§ **Excerpted text**:
········

VO2max estimation: non-exercise data, resting heart rate, HRV, sub-maximal heart rate, what's the difference?
Blog post by Marco Altini
Last week we released an update for HRV4Training including VO2max estimation for runners connecting HRV4Training to Strava.
I've been working on this topic for a few years, using wearable sensor's data to estimate VO2max based on sub-maximal HR data, for example HR while walking at a certain speed (see here for two recent publications). My work was mainly targeting the general population, hence sub-maximal HR was captured during low intensity activities such as walking in free-living. Then, machine learning & pattern recognition models were used to recognize such activities and map physiological data to fitness level or VO2max. As VO2max is a good marker of cardiovascular health, and a strong predictor of mortality risk, I believe there is much to gain in bringing these metrics to the general population, unobtrusively and without requiring any specific laboratory tests. Fitbit seems to agree, as they have just released this feature in their latest tracker. By learning more about how cardiorespiratory fitness changes in response to exercise, we can move towards quantifying an important health marker, instead of simply quantifying behavior (e.g. steps, or other metrics currently being used more etc.). Basically, we would close the loop and potentially help individuals taking up a more active lifestyle or simply maintaining it by being able to monitor how changes in activity behavior influence an important health marker such as cardiorespiratory fitness.
This being said, as more products on the market start to provide VO2max estimation, it's important to try to understand how these models work, what are the advantages of models using certain predictors, and what are the general limitations. Following our release, we received a few questions on the accuracy of our models and on how they would compare to other models that for example use resting heart rate or HRV data to estimate VO2max.
Thus, the aim of this post is to explain a bit better how these models work, what is the impact of different predictors (parameters we use to estimate VO2max, for example BMI or resting heart rate), and what are the advantages (and limitations) of the models implemented in HRV4Training.
For an intro to VO2max estimation, check out our previous post, as I will not go over the basics again in this post.

········

§ **Input data**:

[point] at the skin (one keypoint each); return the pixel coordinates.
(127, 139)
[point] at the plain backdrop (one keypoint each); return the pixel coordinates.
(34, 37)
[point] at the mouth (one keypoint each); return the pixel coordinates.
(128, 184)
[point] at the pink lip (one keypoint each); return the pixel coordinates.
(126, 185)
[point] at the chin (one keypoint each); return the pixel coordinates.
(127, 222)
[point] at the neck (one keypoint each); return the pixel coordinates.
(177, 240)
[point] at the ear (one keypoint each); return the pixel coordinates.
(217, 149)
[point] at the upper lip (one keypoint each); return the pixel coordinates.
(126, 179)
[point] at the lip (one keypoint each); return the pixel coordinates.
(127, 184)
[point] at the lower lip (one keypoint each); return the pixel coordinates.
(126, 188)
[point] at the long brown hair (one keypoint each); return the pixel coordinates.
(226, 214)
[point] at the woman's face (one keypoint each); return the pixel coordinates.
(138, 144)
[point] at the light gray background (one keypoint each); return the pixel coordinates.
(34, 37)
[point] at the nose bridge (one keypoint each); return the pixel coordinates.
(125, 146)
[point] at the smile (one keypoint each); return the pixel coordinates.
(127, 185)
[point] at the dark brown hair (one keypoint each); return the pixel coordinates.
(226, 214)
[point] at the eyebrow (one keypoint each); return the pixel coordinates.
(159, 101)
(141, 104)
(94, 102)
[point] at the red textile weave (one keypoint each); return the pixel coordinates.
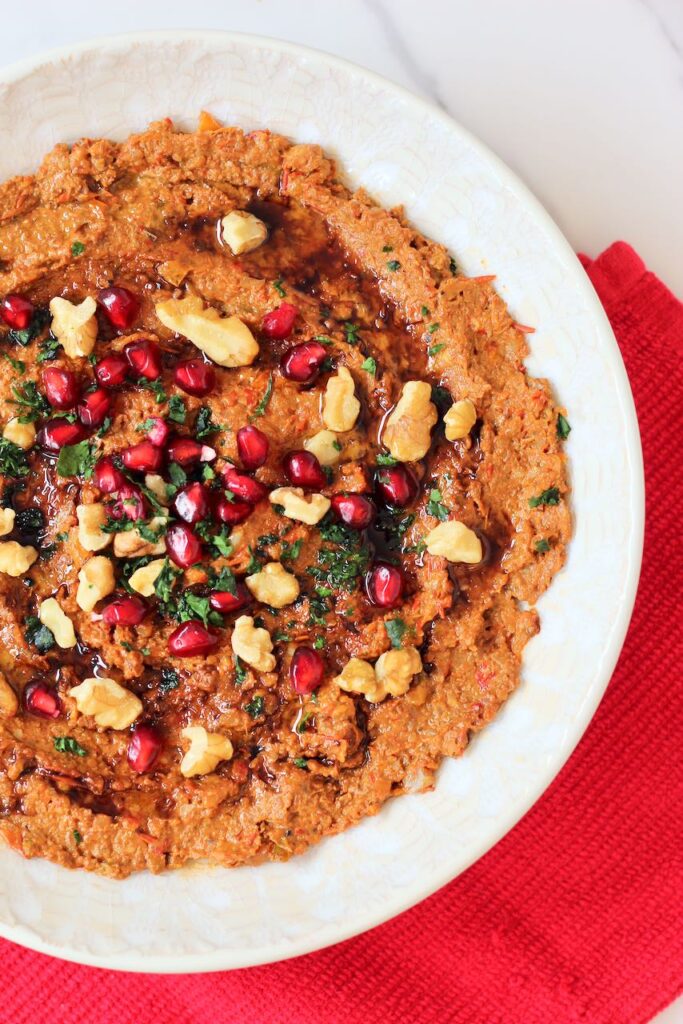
(574, 918)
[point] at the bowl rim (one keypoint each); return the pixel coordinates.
(332, 934)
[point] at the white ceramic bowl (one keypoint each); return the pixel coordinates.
(402, 151)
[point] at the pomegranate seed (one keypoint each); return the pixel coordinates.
(42, 700)
(61, 388)
(302, 363)
(353, 510)
(144, 358)
(16, 311)
(233, 511)
(113, 370)
(94, 408)
(193, 503)
(196, 377)
(385, 585)
(56, 433)
(183, 546)
(303, 470)
(252, 446)
(191, 639)
(142, 458)
(107, 476)
(279, 323)
(158, 431)
(143, 748)
(129, 610)
(306, 670)
(129, 503)
(397, 485)
(223, 601)
(244, 486)
(120, 305)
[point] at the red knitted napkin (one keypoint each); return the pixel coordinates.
(575, 915)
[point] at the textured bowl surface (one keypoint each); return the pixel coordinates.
(402, 151)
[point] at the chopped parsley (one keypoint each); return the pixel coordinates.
(551, 496)
(255, 707)
(563, 428)
(77, 460)
(395, 629)
(12, 459)
(67, 744)
(435, 505)
(263, 403)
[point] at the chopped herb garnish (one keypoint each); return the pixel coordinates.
(255, 707)
(435, 505)
(551, 496)
(395, 629)
(67, 744)
(176, 409)
(563, 428)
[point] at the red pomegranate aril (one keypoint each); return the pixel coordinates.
(128, 610)
(353, 510)
(193, 503)
(196, 377)
(306, 670)
(233, 511)
(385, 585)
(142, 458)
(302, 364)
(397, 485)
(94, 408)
(144, 358)
(279, 323)
(107, 476)
(56, 433)
(223, 601)
(121, 306)
(113, 370)
(61, 387)
(252, 446)
(16, 311)
(191, 640)
(143, 748)
(158, 431)
(42, 700)
(303, 470)
(183, 546)
(130, 503)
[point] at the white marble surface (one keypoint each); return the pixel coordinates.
(583, 98)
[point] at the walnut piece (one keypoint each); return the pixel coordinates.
(112, 706)
(75, 326)
(408, 431)
(52, 614)
(340, 406)
(243, 231)
(297, 505)
(95, 581)
(225, 340)
(460, 419)
(253, 644)
(455, 541)
(16, 559)
(207, 750)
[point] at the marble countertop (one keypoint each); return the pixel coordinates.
(583, 98)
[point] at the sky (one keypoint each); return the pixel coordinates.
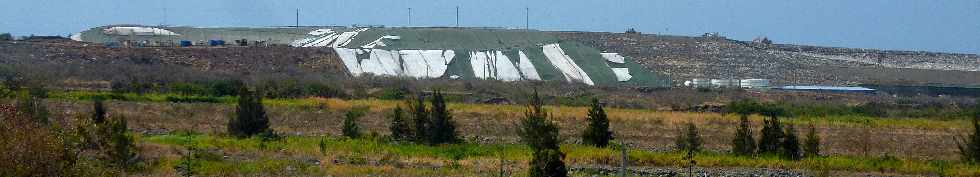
(919, 25)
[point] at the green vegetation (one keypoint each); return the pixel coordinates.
(772, 136)
(351, 129)
(689, 139)
(791, 144)
(597, 133)
(400, 129)
(744, 142)
(811, 147)
(250, 117)
(441, 126)
(541, 135)
(6, 37)
(970, 146)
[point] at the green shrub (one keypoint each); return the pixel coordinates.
(400, 130)
(744, 142)
(351, 129)
(250, 116)
(441, 126)
(597, 133)
(541, 134)
(791, 144)
(970, 146)
(811, 147)
(689, 139)
(772, 136)
(98, 111)
(420, 117)
(6, 37)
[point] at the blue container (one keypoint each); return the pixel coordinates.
(217, 42)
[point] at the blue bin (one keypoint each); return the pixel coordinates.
(217, 42)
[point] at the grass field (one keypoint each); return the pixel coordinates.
(295, 155)
(854, 143)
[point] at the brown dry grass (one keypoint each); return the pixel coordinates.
(647, 129)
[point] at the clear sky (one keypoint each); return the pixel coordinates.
(931, 25)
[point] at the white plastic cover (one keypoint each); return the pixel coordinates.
(505, 68)
(613, 57)
(349, 57)
(565, 64)
(527, 68)
(622, 74)
(320, 32)
(139, 31)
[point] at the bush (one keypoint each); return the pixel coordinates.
(250, 117)
(6, 37)
(400, 130)
(32, 106)
(541, 134)
(811, 147)
(548, 163)
(772, 136)
(420, 117)
(791, 145)
(441, 125)
(970, 146)
(98, 111)
(351, 130)
(597, 133)
(122, 150)
(689, 139)
(744, 142)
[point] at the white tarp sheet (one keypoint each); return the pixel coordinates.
(139, 31)
(426, 63)
(527, 69)
(565, 64)
(320, 32)
(613, 57)
(505, 68)
(479, 61)
(349, 57)
(322, 41)
(622, 74)
(382, 62)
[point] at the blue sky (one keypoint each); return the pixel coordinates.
(941, 25)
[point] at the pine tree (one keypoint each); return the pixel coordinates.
(399, 128)
(970, 146)
(744, 142)
(420, 118)
(250, 117)
(597, 133)
(99, 111)
(541, 134)
(791, 144)
(689, 139)
(772, 136)
(122, 150)
(441, 125)
(811, 147)
(351, 129)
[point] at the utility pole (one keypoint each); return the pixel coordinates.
(527, 18)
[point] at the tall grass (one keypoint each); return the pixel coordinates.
(576, 155)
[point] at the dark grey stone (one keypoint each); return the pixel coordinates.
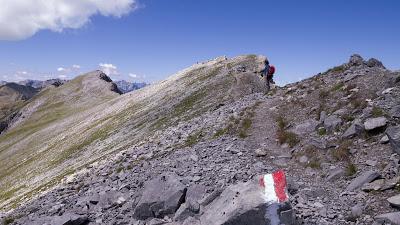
(161, 196)
(393, 134)
(364, 178)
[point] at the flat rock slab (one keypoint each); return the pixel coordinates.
(161, 196)
(388, 218)
(332, 122)
(394, 201)
(243, 203)
(354, 130)
(375, 123)
(306, 127)
(364, 178)
(69, 219)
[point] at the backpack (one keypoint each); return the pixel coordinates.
(271, 70)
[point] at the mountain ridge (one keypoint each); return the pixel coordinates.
(327, 132)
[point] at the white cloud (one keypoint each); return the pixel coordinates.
(77, 67)
(133, 75)
(21, 19)
(108, 69)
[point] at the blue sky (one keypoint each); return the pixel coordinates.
(158, 38)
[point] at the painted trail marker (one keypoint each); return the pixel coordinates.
(274, 188)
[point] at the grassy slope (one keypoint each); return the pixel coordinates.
(69, 131)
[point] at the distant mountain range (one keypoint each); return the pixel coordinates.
(123, 85)
(126, 86)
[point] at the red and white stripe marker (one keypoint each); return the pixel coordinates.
(274, 187)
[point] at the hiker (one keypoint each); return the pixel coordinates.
(268, 73)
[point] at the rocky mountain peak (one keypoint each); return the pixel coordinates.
(97, 81)
(190, 149)
(357, 61)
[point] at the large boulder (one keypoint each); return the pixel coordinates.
(394, 200)
(191, 207)
(332, 122)
(364, 178)
(69, 219)
(395, 111)
(375, 123)
(306, 127)
(354, 130)
(388, 218)
(356, 60)
(393, 134)
(162, 196)
(244, 203)
(372, 62)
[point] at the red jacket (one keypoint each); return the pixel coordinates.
(271, 70)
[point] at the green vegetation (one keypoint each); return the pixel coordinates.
(119, 168)
(8, 220)
(220, 132)
(10, 193)
(97, 135)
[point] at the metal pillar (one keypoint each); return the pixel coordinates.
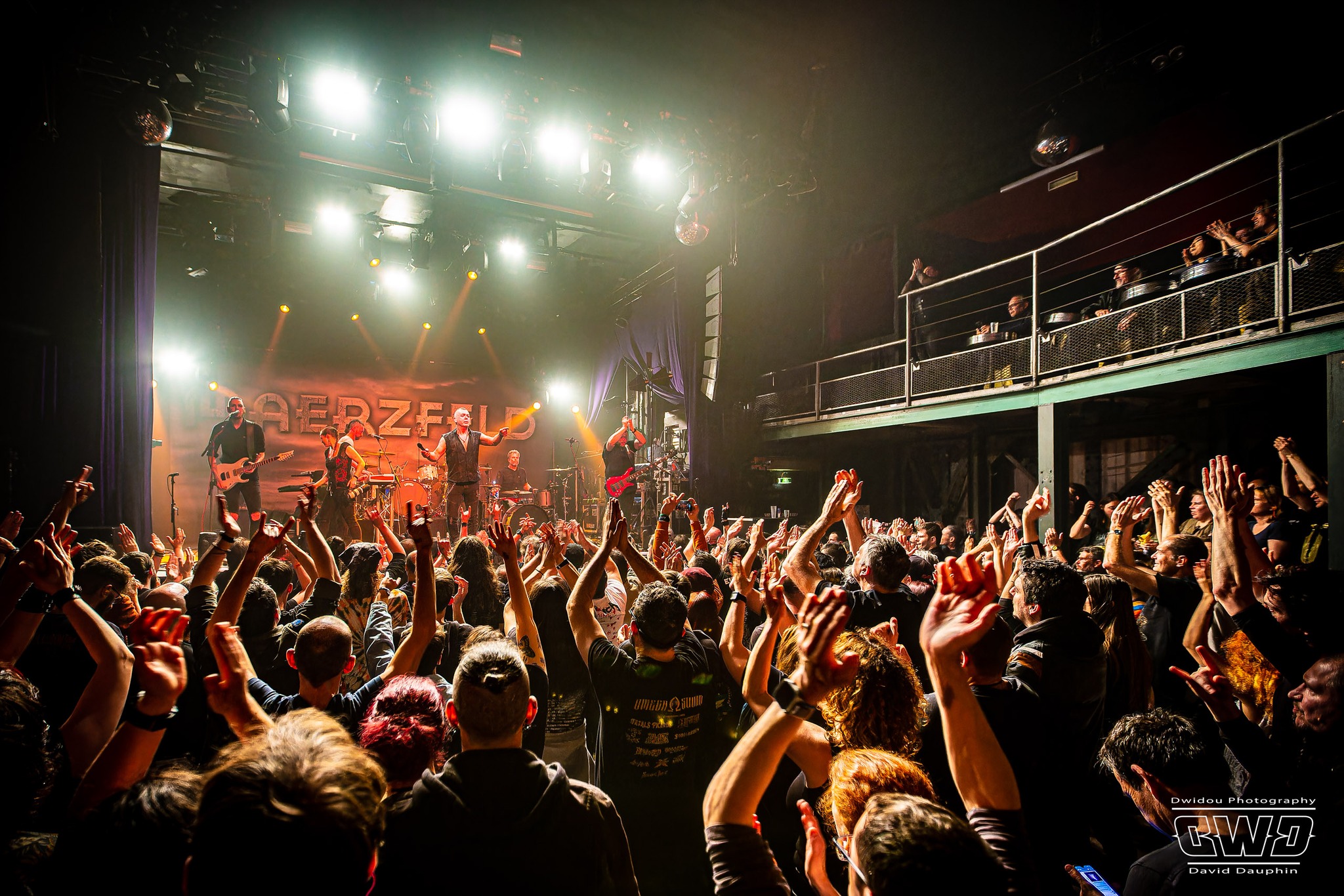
(1053, 443)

········

§ **Task item A**:
Say whether each statement agrees with the post on VO2max estimation, answering yes or no and quoting the deciding words of the post. (i) The update added VO2max estimation for runners who connect HRV4Training to Strava. (ii) The author's earlier work was mainly aimed at trained athletes. (iii) The post goes over the basics of VO2max estimation again.
§ **Task item B**:
Write the next part of the post on VO2max estimation, picking up right after its last sentence.

§ **Written response A**:
(i) Yes: "Last week we released an update for HRV4Training including VO2max estimation for runners connecting HRV4Training to Strava."
(ii) No: "My work was mainly targeting the general population"
(iii) No: "I will not go over the basics again in this post."

§ **Written response B**:
In this post, we will analyze three sets of parameters:
Anthropometrics data only / non-exercise models
Models estimating VO2max using anthropometrics data only have been proposed for many years in research (see Jackson et al., published in 1990, or Baynard et al., just published). The goal is to get to a decent estimate without having to perform any measurement or test. Some of the most recent models actually do include resting heart rate measurements, as anyone can easily collect their resting heart rate, and some other models also include a person's activity level, quantified in different ways (e.g. a number indicating how active you are). For this comparison we will look at anthropometrics data only, as resting physiological data is included in the next section.
Our dataset is about 50 individuals, which is much less than what was available for the studies mentioned above, however we can see very similar results. For example, Baynard reports R2 = 0.22 when including only BMI as predictor, and R2 = 0.57 when adding BMI, age and gender. On our dataset, when replicating the author's work, we get R2 = 0.18 for BMI only and R2 = 0.54 when including BMI, age and gender. Considering that R2 (and any other metric) is highly dependent on the dataset (for example on how much variability we have in the data, for both predictors and predicted variables), these numbers are extremely close. A good starting point for our modeling.
Why these variables? VO2max is known to decrease with age, is lower in women, and also in individuals with higher body fat. As the aim of these models is to be as simple as possible, BMI is typically used as a way to capture body type / fat, even though there are obvious limitations, as BMI does not capture anything related to actual muscle mass / body fat.
Below you can see reference and predicted VO2max when building subject-independent models using anthropometrics data only as predictors. This is how we cross-validate models to make sure they work outside of our sample, basically we use part of the data to train a model, and part of the data for validation. The data used for validation has never been seen by the model, so that we can get realistic estimates of how our model would perform when deployed to new users for whom we have never collected any reference data (click the figure to enlarge).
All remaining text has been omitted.